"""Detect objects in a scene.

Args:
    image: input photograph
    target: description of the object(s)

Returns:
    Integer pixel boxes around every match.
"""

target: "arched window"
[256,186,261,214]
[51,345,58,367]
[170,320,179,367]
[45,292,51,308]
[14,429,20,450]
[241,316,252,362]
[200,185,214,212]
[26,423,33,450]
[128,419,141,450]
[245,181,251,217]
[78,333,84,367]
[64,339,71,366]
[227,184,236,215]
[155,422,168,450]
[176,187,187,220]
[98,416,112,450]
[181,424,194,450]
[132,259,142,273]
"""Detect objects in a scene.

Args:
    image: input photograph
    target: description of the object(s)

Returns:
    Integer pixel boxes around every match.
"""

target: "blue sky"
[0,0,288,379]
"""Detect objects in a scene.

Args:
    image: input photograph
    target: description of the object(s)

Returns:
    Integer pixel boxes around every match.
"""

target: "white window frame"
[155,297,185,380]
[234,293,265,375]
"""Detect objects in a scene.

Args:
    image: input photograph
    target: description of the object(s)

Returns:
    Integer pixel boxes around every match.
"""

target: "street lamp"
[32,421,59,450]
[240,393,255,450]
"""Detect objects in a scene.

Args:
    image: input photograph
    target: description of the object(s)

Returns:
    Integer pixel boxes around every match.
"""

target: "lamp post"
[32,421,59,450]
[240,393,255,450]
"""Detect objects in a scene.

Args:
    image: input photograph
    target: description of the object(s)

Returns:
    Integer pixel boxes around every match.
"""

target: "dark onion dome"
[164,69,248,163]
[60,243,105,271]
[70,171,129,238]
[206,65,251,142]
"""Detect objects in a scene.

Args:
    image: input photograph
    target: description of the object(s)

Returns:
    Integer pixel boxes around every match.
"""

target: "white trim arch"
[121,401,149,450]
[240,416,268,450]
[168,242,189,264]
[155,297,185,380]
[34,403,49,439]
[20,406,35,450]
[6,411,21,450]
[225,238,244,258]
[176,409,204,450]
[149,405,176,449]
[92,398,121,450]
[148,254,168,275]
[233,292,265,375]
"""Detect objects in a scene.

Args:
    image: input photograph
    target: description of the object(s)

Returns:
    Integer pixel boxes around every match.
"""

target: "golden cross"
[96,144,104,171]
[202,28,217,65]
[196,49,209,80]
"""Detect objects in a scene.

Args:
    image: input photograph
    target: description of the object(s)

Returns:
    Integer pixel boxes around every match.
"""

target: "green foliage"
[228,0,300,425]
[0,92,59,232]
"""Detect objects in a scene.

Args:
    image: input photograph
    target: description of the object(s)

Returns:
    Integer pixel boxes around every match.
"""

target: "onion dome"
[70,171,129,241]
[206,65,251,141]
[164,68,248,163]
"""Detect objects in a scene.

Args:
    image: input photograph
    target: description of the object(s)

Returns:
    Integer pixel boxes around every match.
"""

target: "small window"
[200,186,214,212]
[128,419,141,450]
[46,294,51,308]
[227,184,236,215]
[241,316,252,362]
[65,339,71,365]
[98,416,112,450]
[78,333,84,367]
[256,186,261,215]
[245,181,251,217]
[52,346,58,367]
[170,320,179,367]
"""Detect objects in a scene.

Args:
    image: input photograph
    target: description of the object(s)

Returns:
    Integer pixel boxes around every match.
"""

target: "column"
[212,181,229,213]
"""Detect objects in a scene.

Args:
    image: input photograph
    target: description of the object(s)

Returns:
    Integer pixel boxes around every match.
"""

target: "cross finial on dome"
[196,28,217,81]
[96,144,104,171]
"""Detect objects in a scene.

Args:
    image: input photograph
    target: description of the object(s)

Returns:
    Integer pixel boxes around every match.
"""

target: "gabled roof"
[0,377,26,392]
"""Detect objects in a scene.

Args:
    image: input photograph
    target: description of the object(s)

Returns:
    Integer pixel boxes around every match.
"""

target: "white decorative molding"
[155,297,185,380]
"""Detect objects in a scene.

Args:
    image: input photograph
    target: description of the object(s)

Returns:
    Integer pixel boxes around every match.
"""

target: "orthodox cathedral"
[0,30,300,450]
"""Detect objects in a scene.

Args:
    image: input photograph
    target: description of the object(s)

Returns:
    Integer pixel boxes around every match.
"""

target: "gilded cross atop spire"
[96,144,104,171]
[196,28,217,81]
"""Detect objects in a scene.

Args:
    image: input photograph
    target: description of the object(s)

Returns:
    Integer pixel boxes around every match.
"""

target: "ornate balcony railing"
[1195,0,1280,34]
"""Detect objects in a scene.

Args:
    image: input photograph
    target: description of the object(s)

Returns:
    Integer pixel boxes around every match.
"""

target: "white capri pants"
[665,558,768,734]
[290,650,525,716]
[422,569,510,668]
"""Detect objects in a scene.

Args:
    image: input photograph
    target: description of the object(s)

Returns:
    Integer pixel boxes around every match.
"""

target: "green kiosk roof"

Problem requirements :: Collect every line of the records that contains the word "white", observing case.

Response to this exercise ::
target: "white window frame"
target: "white trim arch"
target: "white decorative molding"
target: "white capri pants"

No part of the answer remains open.